* **Prompt**:
Reproduce each line of the following data verbatim.
-- begin Given information --
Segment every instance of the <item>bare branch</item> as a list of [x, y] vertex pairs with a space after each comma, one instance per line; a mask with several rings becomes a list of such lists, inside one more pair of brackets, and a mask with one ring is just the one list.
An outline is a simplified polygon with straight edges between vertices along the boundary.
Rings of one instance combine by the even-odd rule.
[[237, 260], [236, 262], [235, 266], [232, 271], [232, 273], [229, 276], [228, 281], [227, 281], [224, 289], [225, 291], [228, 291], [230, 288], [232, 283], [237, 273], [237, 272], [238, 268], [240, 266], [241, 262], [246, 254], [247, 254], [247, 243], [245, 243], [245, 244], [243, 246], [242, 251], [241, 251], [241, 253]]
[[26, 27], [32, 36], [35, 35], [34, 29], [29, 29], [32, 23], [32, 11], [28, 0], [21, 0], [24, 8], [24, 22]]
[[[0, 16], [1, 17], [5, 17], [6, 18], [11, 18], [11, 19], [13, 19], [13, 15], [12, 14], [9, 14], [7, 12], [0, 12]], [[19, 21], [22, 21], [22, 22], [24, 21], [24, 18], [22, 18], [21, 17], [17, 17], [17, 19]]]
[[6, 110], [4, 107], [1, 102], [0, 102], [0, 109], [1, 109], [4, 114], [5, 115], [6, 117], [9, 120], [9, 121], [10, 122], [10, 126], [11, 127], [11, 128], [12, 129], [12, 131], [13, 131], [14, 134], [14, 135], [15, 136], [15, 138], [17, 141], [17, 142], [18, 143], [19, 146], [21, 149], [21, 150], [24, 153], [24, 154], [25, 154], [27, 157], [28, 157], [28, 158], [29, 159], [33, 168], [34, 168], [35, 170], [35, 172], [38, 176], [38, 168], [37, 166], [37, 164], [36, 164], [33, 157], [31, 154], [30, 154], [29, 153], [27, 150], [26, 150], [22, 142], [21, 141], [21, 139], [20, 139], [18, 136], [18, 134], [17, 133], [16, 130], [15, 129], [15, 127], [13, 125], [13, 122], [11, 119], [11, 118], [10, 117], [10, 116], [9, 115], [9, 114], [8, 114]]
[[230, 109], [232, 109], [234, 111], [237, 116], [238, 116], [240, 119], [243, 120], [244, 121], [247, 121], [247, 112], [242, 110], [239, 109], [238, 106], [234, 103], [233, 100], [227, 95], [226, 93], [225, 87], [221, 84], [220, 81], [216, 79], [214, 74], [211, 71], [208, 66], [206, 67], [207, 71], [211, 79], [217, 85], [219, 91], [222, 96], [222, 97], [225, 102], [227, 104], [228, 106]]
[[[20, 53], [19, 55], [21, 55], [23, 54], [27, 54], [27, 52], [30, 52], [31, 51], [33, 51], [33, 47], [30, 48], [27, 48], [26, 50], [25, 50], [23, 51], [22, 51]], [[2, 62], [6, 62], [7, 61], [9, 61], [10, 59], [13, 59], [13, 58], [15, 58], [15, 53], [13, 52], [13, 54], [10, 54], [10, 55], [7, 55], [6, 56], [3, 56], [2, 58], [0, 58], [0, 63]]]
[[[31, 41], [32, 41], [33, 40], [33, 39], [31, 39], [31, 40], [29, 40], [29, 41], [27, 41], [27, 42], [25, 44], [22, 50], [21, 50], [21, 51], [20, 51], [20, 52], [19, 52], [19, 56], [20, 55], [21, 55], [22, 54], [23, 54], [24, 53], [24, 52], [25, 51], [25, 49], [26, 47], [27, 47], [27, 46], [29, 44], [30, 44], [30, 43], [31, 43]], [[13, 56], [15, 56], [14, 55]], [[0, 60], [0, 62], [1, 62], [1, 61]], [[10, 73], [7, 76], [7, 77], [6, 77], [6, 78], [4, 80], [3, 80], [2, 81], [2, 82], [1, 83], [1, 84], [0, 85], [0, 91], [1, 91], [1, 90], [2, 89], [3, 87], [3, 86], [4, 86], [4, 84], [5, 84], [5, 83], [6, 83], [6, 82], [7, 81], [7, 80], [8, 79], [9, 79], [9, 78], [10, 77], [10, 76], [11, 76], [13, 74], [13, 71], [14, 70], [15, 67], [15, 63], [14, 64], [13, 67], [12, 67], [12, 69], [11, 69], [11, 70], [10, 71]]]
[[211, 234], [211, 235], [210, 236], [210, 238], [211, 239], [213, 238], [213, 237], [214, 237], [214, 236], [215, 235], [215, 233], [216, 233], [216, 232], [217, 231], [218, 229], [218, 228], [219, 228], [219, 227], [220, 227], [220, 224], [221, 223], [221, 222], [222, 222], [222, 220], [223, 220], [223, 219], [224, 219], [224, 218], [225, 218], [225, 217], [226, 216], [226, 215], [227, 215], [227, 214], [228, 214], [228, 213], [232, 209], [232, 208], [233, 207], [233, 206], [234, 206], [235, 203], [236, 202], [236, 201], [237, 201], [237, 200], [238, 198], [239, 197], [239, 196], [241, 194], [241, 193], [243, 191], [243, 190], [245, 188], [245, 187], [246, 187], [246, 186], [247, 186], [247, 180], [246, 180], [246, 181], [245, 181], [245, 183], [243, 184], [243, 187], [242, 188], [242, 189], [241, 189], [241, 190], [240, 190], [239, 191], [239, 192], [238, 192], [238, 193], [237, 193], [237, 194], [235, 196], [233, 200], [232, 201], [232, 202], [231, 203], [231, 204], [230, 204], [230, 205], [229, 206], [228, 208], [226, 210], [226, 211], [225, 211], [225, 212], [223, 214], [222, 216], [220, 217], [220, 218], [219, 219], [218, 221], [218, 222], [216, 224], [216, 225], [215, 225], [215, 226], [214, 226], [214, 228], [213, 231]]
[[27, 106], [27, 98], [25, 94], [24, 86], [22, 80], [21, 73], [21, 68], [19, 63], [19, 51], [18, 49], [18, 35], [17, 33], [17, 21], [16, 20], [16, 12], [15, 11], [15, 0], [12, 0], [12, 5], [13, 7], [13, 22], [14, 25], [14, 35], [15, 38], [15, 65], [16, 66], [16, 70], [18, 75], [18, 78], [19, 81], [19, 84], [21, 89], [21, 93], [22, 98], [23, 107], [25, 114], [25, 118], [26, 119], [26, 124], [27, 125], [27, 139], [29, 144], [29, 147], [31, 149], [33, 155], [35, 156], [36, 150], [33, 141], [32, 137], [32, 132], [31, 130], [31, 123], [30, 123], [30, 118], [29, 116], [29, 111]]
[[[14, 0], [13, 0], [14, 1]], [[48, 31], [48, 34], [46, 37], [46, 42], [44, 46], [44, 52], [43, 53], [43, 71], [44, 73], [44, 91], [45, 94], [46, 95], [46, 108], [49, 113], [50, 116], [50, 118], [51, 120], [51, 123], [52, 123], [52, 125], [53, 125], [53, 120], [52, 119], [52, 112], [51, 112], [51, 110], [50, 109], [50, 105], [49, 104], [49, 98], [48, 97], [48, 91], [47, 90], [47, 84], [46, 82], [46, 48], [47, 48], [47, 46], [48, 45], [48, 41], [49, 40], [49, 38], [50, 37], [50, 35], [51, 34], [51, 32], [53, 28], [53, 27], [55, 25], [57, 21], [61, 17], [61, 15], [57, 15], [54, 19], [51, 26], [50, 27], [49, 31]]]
-- end Given information --
* **Finished task**:
Segment every instance of the <item>bare branch</item> as a list of [x, y] vertex pairs with a space after each comma, one instance per line; a mask with several rings becomes a list of such lists, inside one more pair of brackets, and a mask with one ring is just the one list.
An outline is a simplified polygon with straight edges between vertices along the boundary.
Rings of one instance combine by the even-odd rule.
[[237, 260], [236, 262], [235, 266], [232, 271], [232, 273], [229, 276], [228, 281], [227, 281], [224, 289], [225, 291], [228, 291], [230, 288], [232, 283], [237, 273], [237, 272], [238, 268], [240, 266], [241, 262], [246, 254], [247, 254], [247, 243], [245, 243], [245, 244], [243, 246], [242, 251], [241, 251], [241, 253]]
[[26, 27], [32, 36], [35, 35], [34, 29], [29, 29], [32, 23], [32, 11], [28, 0], [21, 0], [24, 8], [24, 22]]
[[[0, 16], [1, 17], [5, 17], [6, 18], [11, 18], [11, 19], [13, 19], [13, 15], [12, 14], [9, 14], [7, 12], [0, 12]], [[19, 21], [22, 21], [22, 22], [24, 21], [24, 18], [22, 18], [21, 17], [17, 17], [17, 19]]]
[[6, 110], [4, 107], [1, 102], [0, 102], [0, 109], [1, 109], [4, 114], [5, 115], [6, 117], [9, 120], [9, 121], [10, 122], [10, 126], [11, 127], [11, 128], [12, 129], [12, 131], [13, 131], [14, 134], [14, 135], [15, 136], [15, 138], [17, 141], [17, 142], [18, 143], [19, 146], [21, 149], [21, 150], [24, 153], [24, 154], [25, 154], [27, 157], [28, 157], [28, 158], [29, 159], [33, 168], [34, 168], [35, 170], [35, 172], [38, 176], [38, 168], [37, 166], [37, 164], [36, 164], [33, 157], [31, 154], [30, 154], [29, 153], [27, 150], [26, 150], [22, 142], [21, 141], [21, 139], [20, 139], [18, 136], [18, 134], [17, 133], [16, 130], [15, 129], [15, 127], [13, 125], [13, 122], [11, 119], [11, 118], [10, 117], [10, 116], [9, 115], [9, 114], [8, 114]]
[[230, 109], [232, 109], [234, 111], [237, 116], [238, 116], [240, 119], [243, 120], [244, 121], [247, 121], [247, 112], [242, 110], [239, 109], [238, 106], [234, 103], [233, 100], [227, 95], [226, 93], [225, 87], [221, 84], [220, 81], [216, 79], [214, 74], [211, 71], [208, 66], [206, 67], [207, 71], [211, 79], [217, 85], [219, 91], [222, 96], [222, 97], [225, 102], [227, 104], [228, 106]]
[[[20, 53], [19, 55], [21, 55], [23, 54], [27, 54], [27, 52], [30, 52], [31, 51], [33, 51], [33, 47], [30, 48], [27, 48], [26, 50], [25, 50], [23, 51], [22, 51]], [[2, 62], [6, 62], [7, 61], [9, 61], [10, 59], [13, 59], [13, 58], [15, 58], [15, 53], [13, 52], [13, 54], [10, 54], [10, 55], [7, 55], [6, 56], [3, 56], [2, 58], [0, 58], [0, 63]]]
[[[31, 41], [32, 41], [33, 40], [33, 39], [31, 39], [31, 40], [29, 40], [29, 41], [27, 41], [27, 42], [25, 44], [22, 50], [21, 50], [21, 51], [20, 51], [20, 52], [19, 52], [19, 56], [20, 55], [21, 55], [22, 54], [23, 54], [24, 53], [24, 52], [25, 51], [25, 49], [26, 47], [27, 47], [27, 46], [29, 44], [30, 44], [30, 43], [31, 43]], [[13, 56], [15, 56], [14, 55]], [[0, 60], [0, 62], [1, 62], [1, 61]], [[10, 73], [7, 76], [7, 77], [6, 77], [6, 78], [4, 80], [3, 80], [2, 81], [2, 82], [1, 83], [1, 84], [0, 85], [0, 91], [1, 91], [1, 90], [2, 89], [3, 87], [3, 86], [4, 86], [4, 84], [5, 84], [5, 83], [6, 83], [6, 82], [7, 81], [7, 80], [8, 79], [9, 79], [9, 78], [10, 77], [10, 76], [11, 76], [13, 74], [13, 71], [14, 70], [15, 67], [15, 63], [14, 64], [13, 67], [12, 67], [12, 69], [11, 69], [11, 70], [10, 71]]]
[[211, 234], [211, 235], [210, 236], [210, 238], [211, 239], [213, 238], [213, 237], [214, 237], [214, 236], [215, 235], [215, 233], [216, 233], [216, 232], [217, 231], [218, 229], [218, 228], [219, 228], [219, 227], [220, 227], [220, 224], [221, 223], [221, 222], [222, 222], [222, 220], [223, 220], [223, 219], [224, 219], [224, 218], [225, 218], [225, 217], [226, 216], [226, 215], [227, 215], [227, 214], [228, 214], [228, 213], [232, 209], [232, 208], [233, 207], [233, 206], [234, 206], [235, 203], [236, 202], [236, 201], [237, 201], [237, 200], [238, 198], [239, 197], [239, 196], [241, 194], [241, 193], [243, 191], [243, 190], [245, 188], [245, 187], [246, 187], [246, 186], [247, 186], [247, 180], [246, 180], [246, 181], [245, 181], [245, 183], [243, 184], [243, 187], [242, 188], [242, 189], [241, 189], [241, 190], [240, 190], [239, 191], [239, 192], [238, 192], [238, 193], [237, 193], [237, 194], [235, 196], [233, 200], [232, 201], [232, 202], [231, 203], [231, 204], [230, 204], [230, 205], [229, 206], [228, 208], [226, 210], [226, 211], [225, 211], [225, 212], [223, 214], [222, 216], [220, 217], [220, 218], [219, 219], [218, 221], [218, 222], [216, 224], [216, 225], [215, 225], [215, 226], [214, 226], [214, 228], [213, 231]]
[[27, 106], [27, 98], [25, 94], [24, 86], [22, 80], [21, 73], [21, 68], [19, 63], [19, 51], [18, 49], [18, 35], [17, 33], [17, 21], [16, 20], [16, 12], [15, 11], [15, 0], [12, 0], [12, 5], [13, 7], [13, 22], [14, 25], [14, 35], [15, 38], [15, 65], [16, 66], [16, 70], [18, 75], [18, 78], [19, 81], [19, 84], [21, 89], [21, 93], [22, 98], [23, 107], [25, 114], [25, 118], [26, 119], [26, 124], [27, 125], [27, 139], [29, 144], [29, 147], [31, 149], [33, 155], [35, 156], [36, 150], [33, 141], [32, 137], [32, 132], [31, 130], [31, 123], [30, 123], [30, 118], [29, 116], [29, 111]]
[[[14, 0], [13, 0], [14, 1]], [[48, 31], [48, 34], [46, 37], [46, 42], [44, 46], [44, 52], [43, 53], [43, 71], [44, 73], [44, 91], [45, 94], [46, 95], [46, 108], [49, 113], [50, 116], [50, 118], [51, 120], [51, 123], [52, 123], [52, 125], [53, 125], [53, 120], [52, 119], [52, 112], [51, 112], [51, 110], [50, 109], [50, 105], [49, 104], [49, 98], [48, 97], [48, 91], [47, 90], [47, 84], [46, 82], [46, 48], [47, 48], [47, 46], [48, 45], [48, 41], [49, 40], [49, 38], [50, 37], [50, 35], [51, 34], [51, 32], [53, 28], [53, 27], [55, 25], [57, 21], [61, 17], [61, 15], [57, 15], [54, 19], [51, 26], [50, 27], [49, 31]]]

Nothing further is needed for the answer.